# TASK PROMPT:
Your answer must be every record below, written out exactly as it appears.
# # #
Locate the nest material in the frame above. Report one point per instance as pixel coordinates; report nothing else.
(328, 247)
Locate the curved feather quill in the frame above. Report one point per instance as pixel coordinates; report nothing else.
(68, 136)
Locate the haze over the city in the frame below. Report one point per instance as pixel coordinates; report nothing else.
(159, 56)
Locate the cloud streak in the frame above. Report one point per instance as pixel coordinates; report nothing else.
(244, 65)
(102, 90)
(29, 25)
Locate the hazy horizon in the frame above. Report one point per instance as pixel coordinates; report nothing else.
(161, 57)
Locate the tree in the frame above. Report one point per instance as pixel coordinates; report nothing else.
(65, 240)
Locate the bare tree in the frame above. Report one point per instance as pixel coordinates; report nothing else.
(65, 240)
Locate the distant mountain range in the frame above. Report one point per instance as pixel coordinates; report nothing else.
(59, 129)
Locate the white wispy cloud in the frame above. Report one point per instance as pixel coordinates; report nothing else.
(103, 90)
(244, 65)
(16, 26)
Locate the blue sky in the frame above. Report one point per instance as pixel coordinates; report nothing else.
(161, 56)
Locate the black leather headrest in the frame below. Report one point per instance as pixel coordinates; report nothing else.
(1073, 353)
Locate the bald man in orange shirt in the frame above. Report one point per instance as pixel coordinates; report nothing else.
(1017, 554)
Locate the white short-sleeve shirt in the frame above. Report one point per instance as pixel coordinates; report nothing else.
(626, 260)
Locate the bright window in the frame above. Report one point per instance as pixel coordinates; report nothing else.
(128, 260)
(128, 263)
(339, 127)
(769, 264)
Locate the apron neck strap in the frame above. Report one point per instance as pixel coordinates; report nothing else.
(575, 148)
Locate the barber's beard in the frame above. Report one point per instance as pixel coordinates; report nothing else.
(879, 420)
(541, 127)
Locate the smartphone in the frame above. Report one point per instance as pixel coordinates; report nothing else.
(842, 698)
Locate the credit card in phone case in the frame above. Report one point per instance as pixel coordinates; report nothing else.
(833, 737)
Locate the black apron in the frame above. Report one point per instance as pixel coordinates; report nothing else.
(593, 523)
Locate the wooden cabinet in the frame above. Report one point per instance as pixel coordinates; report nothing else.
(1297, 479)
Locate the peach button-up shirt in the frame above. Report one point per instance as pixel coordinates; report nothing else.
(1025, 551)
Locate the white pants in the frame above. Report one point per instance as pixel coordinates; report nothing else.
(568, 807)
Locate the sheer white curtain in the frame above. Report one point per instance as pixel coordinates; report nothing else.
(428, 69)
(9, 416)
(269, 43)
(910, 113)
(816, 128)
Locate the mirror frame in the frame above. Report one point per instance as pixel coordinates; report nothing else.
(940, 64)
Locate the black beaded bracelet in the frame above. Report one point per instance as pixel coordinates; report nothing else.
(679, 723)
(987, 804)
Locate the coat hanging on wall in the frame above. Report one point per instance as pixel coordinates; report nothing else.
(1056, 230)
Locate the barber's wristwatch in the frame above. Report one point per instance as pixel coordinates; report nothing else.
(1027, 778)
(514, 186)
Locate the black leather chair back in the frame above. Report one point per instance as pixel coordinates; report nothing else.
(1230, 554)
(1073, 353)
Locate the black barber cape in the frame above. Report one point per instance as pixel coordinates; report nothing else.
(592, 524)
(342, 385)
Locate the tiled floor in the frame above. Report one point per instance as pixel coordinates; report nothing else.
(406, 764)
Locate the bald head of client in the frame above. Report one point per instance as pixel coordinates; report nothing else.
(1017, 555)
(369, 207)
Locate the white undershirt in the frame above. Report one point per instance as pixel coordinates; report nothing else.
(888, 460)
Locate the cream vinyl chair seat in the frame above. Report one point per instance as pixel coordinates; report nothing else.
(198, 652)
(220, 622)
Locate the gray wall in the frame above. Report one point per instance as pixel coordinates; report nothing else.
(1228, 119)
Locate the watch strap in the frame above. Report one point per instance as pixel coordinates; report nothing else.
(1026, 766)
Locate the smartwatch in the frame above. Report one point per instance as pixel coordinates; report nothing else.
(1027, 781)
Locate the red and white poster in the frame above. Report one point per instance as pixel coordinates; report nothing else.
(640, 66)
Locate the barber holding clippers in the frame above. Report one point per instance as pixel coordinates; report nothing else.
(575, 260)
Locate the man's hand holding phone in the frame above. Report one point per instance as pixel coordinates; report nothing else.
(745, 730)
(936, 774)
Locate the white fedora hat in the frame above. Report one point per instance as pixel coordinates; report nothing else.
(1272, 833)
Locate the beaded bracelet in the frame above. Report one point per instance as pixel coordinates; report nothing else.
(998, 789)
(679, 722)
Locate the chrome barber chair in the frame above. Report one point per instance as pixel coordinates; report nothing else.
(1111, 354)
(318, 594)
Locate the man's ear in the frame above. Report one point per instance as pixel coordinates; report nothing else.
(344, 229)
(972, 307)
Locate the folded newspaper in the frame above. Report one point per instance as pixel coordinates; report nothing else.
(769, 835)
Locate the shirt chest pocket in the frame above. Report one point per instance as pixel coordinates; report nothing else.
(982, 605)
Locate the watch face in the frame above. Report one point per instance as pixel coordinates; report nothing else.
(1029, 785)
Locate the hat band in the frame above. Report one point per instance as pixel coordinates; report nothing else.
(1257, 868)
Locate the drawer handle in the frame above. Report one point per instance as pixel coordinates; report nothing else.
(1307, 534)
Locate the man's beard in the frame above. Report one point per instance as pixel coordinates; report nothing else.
# # #
# ANSWER SPACE:
Locate the nest material in the frame above. Report one point per instance as pixel coordinates; report nothing else.
(328, 247)
Locate the curved feather quill in the frame above. Report one point per instance as pixel coordinates; report nothing else.
(68, 136)
Locate the haze over the city in the frame below. Report one point per instance as pixel coordinates; report nothing else.
(159, 56)
Locate the cloud streak in the frame above. Report one point per instance as pixel coordinates; report nothing else.
(244, 65)
(102, 90)
(29, 25)
Locate the hazy horizon in the frame above. Report one point per instance as pixel coordinates; report nothing else.
(161, 57)
Locate the tree in the frame above. Report one point per instance as pixel coordinates; report nothing else.
(65, 240)
Locate the bare tree in the frame above. Report one point per instance as pixel coordinates; report nothing else.
(65, 240)
Locate the distant mountain range in the frame above. Report one point per instance as pixel coordinates; report nothing else.
(59, 129)
Locate the white wispy cloud in the frame above. Report one point per instance as pixel coordinates; report nothing else.
(103, 90)
(244, 65)
(16, 26)
Locate the blue sky in the frame above. Report one point per instance as pixel coordinates; report nothing else.
(161, 56)
Locate the black leather headrest in the frame below. Report one point per instance as pixel coordinates; report nothing else.
(1073, 353)
Locate the bald man in orange shirt in the frame above. Report one point per instance as pixel coordinates; report nothing else.
(1017, 554)
Locate the white short-sleeve shirt in the frame above. Report one point per instance as pixel coordinates; report nothing else.
(626, 260)
Locate the bright window in the frame above. Report one point per instance as pixel coordinates; report nothing else.
(128, 260)
(128, 263)
(339, 127)
(769, 264)
Locate the apron neck strap in the frame above. Report one point per instance as pixel coordinates; report nothing else.
(575, 148)
Locate the barber's beard in the frame above. Report one point per instance as pixel coordinates; report nothing else.
(879, 420)
(541, 127)
Locate the smartphone in the frame above. Report one point per instance as pixel coordinates; report nothing else.
(842, 698)
Locate the credit card in phone case in the frame above. Report one point per instance as pixel coordinates; report nothing else.
(833, 737)
Locate the black apron in the frame above. Report one point per instance as pixel coordinates; report nothing else.
(593, 523)
Locate the wooden cabinet in the frame above. Report one point per instance as pixel coordinates; report nothing else.
(1297, 479)
Locate the peach button-up shirt in the frame above. Report one point per instance as pixel coordinates; report nothing else.
(1025, 551)
Locate the white pants in the frame above. Report one point per instance as pixel coordinates; report nothing else.
(568, 807)
Locate the sheer white curtain in the frame above. Report one point per instance as pixel coordinates; report nothing else.
(428, 69)
(9, 416)
(269, 43)
(910, 113)
(816, 128)
Locate the mirror frame in the frame above. Report one point per instance as pixel coordinates; report nothing else.
(940, 64)
Locate the black beaded bracelet in the frame above. Report one point per instance as pixel coordinates; report nothing else.
(679, 723)
(987, 804)
Locate the coat hanging on wall in the frame above. Report one point per instance as pixel coordinates; report nothing else.
(1056, 230)
Locate the barber's wristwatch in the frame above. Report one point per instance as pixel coordinates; report nothing else.
(1027, 778)
(514, 186)
Locate the black leather chair back in the frame above. Report one point per instance as pixel coordinates; report nothing else.
(1230, 554)
(1073, 353)
Locate the black barber cape in the frame above. Report one point per instance as pixel coordinates; report nothing else.
(592, 524)
(342, 385)
Locate the tiled floor in the frame above. Report one point per instance as pixel coordinates; report nothing else.
(406, 764)
Locate the bald head of client in the frame above. Report one point per instance as pixel coordinates; report nothing else.
(1017, 555)
(369, 207)
Locate the white undershirt in the frame above. Report one point per instance as pixel coordinates; report nothing else.
(888, 460)
Locate the cream vinyl chair seat in the frame above. Report one point per instance as pixel coordinates; report nothing else.
(198, 652)
(220, 622)
Locate the gray wall in the frame above. Report one point per instance as pixel coordinates; report nothing else.
(1228, 119)
Locate the watch strap in the frame above. Report one point per instance as pixel coordinates; report nothing else.
(1026, 766)
Locate the smartwatch in the frame above. Report one point per instance as pixel coordinates; report nothing else.
(1027, 781)
Locate the red and white poster in the frame above. Report one point per instance as pixel coordinates; report nothing else.
(640, 66)
Locate the barber holding clippers in the frame above. Report one point per instance as pixel coordinates; report nothing else.
(575, 260)
Locate the man's hand holding phone in the frame above. Report one point per instance as pixel coordinates; report nothing else.
(745, 730)
(936, 774)
Locate the white fedora hat in the frame above. Report one point per instance as pixel coordinates; report nothing else.
(1272, 833)
Locate the beaded bracelet in the frame above. Report one point per instance as pixel coordinates; report nothing else.
(998, 789)
(679, 722)
Locate the chrome barber chair in the frame above. Report one point per instance as pixel coordinates; report nothing else.
(1111, 354)
(318, 594)
Locate the man's ear in the frame above. Report one point per instance as pixel coordinates; report nothing else.
(344, 229)
(972, 307)
Locate the folded newspaper in the frame above. Report one point per instance as pixel coordinates; report nothing else.
(769, 835)
Locate the shirt chest pocket in the frame above. Report one point per instance as pixel coordinates; report nothing else.
(982, 605)
Locate the watch face in the frame above. Report one point per instance as pixel coordinates; report nothing else.
(1029, 785)
Locate the hat band in the frame above. Report one point per instance as pixel coordinates; report nothing else.
(1257, 868)
Locate the drawer handle in the frame above. Report one point per instance as pixel coordinates; report nothing else.
(1307, 534)
Locate the man's beard in the frame above. Report one point per instance as pixel coordinates; report nothing else.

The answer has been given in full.